In the oncofertility text, what is named as Australia's first dedicated oncofertility clinic?

GIVEN TEXT ▸

- Opening Delimiter -

Advances in oncology have resulted in increased survival rates following cancer therapy. Consequently, there is an increase in the number of female cancer survivors aspiring to have children later in life. Unfortunately, cancer treatments such as chemotherapy often cause infertility. Loss of fertility is one of the most distressing realities for cancer patients. Oncofertility is an established field that comprises care from both cancer and fertility health care providers. Australia is about a decade behind the Northern Hemisphere for providing cancer survivors a continuum of care from first diagnosis to successful fertility preservation which culminates in childbirth. One of the contributing factors to Australia’s sluggish uptake is the absence of robust fertility preservation strategies that capture the full reproductive potential of cancer patients. 

The objectives of my Dr Dorothea Sandars Churchill Fellowship were to:

  • Understand the challenges of current fertility preservation strategies.
  • Assess how improvements can be made in current fertility preservation.
  • Propose where current international strategies can be integrated to increase success. 
  • Bring Australia’s first dedicated oncofertility clinic, the Fertility & Research Centre, closer to the global Oncofertility Consortium network.
  • Establish collaborations with world-leaders in the field of fertility preservation and drug development. 

This report will include an overview of the state-of-the-art in fertility preservation and will address the objectives of the Fellowship. Potential avenues of research are suggested to improve the success of fertility preservation. 

Highlights:

  • Undertaking training in a globally leading research laboratory.
  • Meeting world-leaders in fertility research.
  • Establishing collaborations with groups at Northwestern University and Harvard Medical School.  

Recommendations:

  • The impact of infertility on cancer patients requires strategic focus by national cancer and fertility specialist organisations across Australia to address concerns of patients. 
  • Lobby governments to increase funding for basic research into ovarian biology and female fertility. Funding of basic research into reproductive biology is absolutely a rate-limiting step in Australia. American labs are fortunate in that they have a large philanthropic network as a source of non-governmental funds – we do not have those kinds of resources in Australia making researchers profoundly more reliant on government funding.

- Closing Delimiter -

Collected data entries
- Opening Delimiter -

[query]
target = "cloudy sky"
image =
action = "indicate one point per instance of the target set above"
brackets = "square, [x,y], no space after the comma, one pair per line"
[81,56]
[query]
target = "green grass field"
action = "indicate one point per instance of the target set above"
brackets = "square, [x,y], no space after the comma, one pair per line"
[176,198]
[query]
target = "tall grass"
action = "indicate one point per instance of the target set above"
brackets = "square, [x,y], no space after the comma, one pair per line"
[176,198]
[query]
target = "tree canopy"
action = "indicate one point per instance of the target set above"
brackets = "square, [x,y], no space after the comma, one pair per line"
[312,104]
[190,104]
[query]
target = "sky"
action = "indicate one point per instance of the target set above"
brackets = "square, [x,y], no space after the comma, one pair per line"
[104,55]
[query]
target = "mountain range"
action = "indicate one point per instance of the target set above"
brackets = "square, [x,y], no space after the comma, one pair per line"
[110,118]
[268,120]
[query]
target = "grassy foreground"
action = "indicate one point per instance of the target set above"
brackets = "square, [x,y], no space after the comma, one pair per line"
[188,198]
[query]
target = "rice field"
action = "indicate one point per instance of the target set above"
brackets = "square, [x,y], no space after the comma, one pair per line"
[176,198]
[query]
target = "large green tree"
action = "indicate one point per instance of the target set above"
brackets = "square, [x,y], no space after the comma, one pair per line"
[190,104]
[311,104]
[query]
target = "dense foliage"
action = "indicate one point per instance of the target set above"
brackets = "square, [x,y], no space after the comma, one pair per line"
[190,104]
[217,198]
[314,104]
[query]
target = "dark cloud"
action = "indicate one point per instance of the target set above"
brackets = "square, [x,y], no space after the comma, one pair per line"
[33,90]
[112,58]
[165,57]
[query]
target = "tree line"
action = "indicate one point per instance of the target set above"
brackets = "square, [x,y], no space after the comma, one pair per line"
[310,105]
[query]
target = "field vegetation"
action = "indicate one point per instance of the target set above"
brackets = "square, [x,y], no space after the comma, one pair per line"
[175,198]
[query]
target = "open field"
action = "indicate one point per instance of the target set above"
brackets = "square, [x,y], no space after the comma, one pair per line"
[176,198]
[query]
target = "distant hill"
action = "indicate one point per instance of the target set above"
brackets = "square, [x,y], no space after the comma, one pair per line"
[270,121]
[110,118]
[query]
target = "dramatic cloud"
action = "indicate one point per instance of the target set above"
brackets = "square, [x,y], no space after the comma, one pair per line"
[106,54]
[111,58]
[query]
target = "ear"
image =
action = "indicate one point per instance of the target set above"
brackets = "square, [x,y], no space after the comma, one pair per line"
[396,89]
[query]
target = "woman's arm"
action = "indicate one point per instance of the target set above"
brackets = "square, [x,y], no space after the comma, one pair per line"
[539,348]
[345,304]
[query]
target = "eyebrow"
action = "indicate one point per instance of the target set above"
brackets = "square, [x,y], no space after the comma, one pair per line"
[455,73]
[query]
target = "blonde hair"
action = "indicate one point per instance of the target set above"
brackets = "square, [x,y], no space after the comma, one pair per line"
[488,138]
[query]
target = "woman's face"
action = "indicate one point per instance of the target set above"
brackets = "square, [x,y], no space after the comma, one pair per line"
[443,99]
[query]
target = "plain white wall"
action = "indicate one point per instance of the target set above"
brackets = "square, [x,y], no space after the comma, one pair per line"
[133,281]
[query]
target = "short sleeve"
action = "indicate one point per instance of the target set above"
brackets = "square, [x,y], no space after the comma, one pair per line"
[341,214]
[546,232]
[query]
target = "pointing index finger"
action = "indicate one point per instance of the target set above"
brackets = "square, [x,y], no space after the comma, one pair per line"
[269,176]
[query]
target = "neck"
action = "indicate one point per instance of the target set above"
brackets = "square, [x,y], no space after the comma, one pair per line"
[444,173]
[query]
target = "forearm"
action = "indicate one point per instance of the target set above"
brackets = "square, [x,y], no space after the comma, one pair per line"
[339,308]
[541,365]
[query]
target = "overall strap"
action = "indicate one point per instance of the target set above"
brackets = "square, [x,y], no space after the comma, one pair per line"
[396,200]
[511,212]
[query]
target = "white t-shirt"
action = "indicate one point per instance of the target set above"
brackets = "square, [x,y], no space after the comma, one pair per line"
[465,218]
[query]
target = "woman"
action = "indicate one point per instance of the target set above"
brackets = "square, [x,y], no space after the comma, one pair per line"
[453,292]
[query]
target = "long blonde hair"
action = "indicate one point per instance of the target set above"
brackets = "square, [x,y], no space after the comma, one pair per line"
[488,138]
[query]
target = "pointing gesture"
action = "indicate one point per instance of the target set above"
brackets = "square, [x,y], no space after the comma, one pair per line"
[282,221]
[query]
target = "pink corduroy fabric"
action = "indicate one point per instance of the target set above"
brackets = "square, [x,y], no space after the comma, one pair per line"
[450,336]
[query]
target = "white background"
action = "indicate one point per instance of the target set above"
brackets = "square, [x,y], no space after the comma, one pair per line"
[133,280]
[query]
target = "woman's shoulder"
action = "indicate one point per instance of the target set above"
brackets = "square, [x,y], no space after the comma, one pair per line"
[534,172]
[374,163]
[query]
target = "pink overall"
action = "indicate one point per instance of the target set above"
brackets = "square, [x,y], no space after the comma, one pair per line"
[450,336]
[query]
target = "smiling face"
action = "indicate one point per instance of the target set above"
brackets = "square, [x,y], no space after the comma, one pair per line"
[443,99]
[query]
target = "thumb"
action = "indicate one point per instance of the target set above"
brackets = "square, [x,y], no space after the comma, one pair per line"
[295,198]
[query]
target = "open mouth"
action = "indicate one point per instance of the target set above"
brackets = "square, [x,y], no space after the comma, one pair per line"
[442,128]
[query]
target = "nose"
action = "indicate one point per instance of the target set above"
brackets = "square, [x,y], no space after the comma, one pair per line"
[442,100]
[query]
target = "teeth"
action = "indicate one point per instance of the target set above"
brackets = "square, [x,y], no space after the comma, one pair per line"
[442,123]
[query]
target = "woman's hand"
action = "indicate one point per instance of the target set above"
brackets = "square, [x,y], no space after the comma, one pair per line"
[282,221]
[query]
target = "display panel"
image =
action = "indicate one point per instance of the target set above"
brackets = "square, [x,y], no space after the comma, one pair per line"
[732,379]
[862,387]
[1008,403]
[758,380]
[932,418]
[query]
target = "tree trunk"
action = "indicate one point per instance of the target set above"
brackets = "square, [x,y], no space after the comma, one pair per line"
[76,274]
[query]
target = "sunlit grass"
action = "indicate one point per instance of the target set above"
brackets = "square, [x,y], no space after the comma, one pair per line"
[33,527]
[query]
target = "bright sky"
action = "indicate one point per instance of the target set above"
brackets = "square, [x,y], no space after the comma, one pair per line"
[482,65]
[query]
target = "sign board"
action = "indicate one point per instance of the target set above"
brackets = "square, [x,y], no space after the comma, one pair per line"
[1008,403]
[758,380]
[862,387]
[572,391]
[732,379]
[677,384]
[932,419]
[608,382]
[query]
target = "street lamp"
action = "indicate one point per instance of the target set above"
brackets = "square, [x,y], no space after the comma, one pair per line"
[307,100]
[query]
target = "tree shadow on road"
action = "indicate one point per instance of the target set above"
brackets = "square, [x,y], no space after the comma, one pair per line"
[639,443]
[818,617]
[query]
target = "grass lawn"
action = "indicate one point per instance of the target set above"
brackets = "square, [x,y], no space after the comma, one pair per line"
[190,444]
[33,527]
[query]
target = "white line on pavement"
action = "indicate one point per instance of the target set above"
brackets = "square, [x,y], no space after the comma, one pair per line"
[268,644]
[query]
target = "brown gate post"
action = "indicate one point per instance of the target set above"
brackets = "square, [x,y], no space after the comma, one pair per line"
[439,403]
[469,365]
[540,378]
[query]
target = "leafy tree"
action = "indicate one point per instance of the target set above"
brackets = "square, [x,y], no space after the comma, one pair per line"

- Closing Delimiter -

WRITTEN RESPONSE ▸
The Fertility & Research Centre.